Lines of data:
○ ○ ○

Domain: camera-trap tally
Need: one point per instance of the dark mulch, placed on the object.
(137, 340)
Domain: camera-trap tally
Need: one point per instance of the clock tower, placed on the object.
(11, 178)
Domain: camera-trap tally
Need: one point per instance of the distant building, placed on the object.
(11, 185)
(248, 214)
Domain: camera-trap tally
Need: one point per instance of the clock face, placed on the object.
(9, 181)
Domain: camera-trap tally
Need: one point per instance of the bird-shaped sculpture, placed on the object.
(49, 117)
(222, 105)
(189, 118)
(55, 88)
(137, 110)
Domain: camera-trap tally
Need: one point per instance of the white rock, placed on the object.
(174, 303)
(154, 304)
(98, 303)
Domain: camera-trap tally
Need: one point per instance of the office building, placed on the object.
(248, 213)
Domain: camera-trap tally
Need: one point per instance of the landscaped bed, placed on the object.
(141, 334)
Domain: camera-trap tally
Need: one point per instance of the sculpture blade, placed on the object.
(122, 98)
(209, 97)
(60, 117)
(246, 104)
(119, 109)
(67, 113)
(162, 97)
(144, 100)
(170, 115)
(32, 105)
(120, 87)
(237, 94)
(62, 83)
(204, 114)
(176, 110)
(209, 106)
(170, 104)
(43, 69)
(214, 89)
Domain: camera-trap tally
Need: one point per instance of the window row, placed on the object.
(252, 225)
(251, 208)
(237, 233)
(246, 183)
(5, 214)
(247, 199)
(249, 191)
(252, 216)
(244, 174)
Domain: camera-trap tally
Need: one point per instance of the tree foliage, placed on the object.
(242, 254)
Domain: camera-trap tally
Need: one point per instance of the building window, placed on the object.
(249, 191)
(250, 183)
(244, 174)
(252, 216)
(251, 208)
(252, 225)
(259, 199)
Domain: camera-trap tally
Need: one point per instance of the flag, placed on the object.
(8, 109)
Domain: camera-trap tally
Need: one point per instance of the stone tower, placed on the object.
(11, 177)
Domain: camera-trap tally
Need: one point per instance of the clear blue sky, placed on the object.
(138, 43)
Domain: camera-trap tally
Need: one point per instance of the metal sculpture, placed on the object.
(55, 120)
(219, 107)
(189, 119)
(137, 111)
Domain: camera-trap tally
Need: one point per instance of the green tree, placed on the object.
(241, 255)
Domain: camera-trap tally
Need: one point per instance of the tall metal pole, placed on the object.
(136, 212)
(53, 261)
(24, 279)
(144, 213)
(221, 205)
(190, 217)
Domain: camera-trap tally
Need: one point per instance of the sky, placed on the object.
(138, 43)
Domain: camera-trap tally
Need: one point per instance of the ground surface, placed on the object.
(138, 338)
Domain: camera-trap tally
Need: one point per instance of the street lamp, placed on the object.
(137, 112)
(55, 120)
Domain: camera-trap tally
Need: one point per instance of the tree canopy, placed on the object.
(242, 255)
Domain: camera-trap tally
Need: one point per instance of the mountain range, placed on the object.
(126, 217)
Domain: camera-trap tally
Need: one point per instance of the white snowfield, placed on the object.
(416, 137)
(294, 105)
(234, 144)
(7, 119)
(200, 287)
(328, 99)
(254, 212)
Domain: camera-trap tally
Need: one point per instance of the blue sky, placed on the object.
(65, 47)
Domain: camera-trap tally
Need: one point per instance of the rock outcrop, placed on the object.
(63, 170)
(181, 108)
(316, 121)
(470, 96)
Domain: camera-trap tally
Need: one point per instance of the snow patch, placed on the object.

○ ○ ○

• Set problem:
Each entry must be reproduced verbatim.

• Response to the exercise:
Domain: camera-trap tally
Need: one point per instance of the dark mulch, placed on the object.
(137, 340)
Domain: camera-trap tally
Need: one point per instance of the clock tower, placed on the object.
(11, 178)
Domain: camera-trap tally
Need: one point per instance of the distant building, placed on the object.
(11, 185)
(248, 214)
Domain: camera-trap tally
Need: one point per instance of the clock face, placed on the object.
(9, 181)
Domain: camera-trap tally
Need: one point per instance of the bird-shaped sculpture, placed on the object.
(49, 117)
(222, 105)
(189, 118)
(55, 88)
(137, 110)
Domain: camera-trap tally
Need: one point per instance of the white rock, placed on the object.
(174, 303)
(154, 304)
(98, 303)
Domain: camera-trap tally
Need: one point per instance of the office building, placed on the object.
(248, 213)
Domain: camera-trap tally
Need: one point per instance of the landscaped bed, placed on the object.
(141, 334)
Domain: camera-trap tally
Need: one point per instance of the sculpture blade, placed on the object.
(122, 98)
(209, 97)
(60, 117)
(246, 104)
(119, 109)
(67, 113)
(162, 97)
(144, 100)
(170, 115)
(32, 105)
(120, 87)
(237, 94)
(62, 83)
(204, 114)
(176, 110)
(209, 106)
(170, 104)
(43, 69)
(214, 89)
Domain: camera-trap tally
Need: one point per instance of the window row, placed on the object.
(252, 225)
(251, 208)
(237, 233)
(246, 183)
(5, 214)
(247, 199)
(249, 191)
(252, 216)
(244, 174)
Domain: camera-trap tally
Need: one point per instance of the tree foliage, placed on the object.
(242, 254)
Domain: camera-trap tally
Need: one point per instance of the building window, placed on the object.
(249, 191)
(250, 183)
(244, 174)
(252, 216)
(251, 208)
(252, 225)
(259, 199)
Domain: camera-trap tally
Need: one point per instance of the flag, placed on the object.
(8, 109)
Domain: camera-trap tally
Need: one point per instance of the stone tower, placed on the object.
(11, 177)
Domain: camera-trap tally
Need: one point per instance of the clear blue sky, placed on the object.
(138, 43)
Domain: camera-trap tally
Need: one point per instance of the metal sculpture, placed on the object.
(55, 120)
(219, 107)
(189, 119)
(137, 111)
Domain: camera-trap tally
Need: one point per instance of the green tree, placed on the object.
(241, 255)
Domain: camera-trap tally
Need: one point per instance of the tall metal pole, placed on the object.
(136, 212)
(53, 261)
(24, 279)
(144, 213)
(221, 205)
(190, 217)
Domain: camera-trap tally
Need: one point per instance of the sky, placed on the object.
(138, 43)
Domain: camera-trap tally
Need: one point per instance of the ground surface, placed on the object.
(138, 338)
Domain: camera-trap tally
Need: one point per instance of the street lamp, placed on the object.
(137, 112)
(55, 120)
Domain: camera-trap tally
Need: one point per instance of the tree canopy, placed on the object.
(242, 255)
Domain: camera-trap tally
Need: one point per instance of the mountain range, placed on the object.
(126, 217)
Domain: camera-trap tally
Need: one point per instance of the white snowfield, placed on the object.
(416, 137)
(294, 105)
(234, 144)
(7, 119)
(200, 287)
(328, 99)
(254, 212)
Domain: camera-trap tally
Need: one point per instance of the blue sky, placed on the object.
(65, 47)
Domain: camera-trap tally
Need: one point per instance of the rock outcrop, placed on the object.
(63, 170)
(181, 108)
(316, 121)
(470, 96)
Domain: camera-trap tally
Need: one point per instance of the snow patch, placed on the object.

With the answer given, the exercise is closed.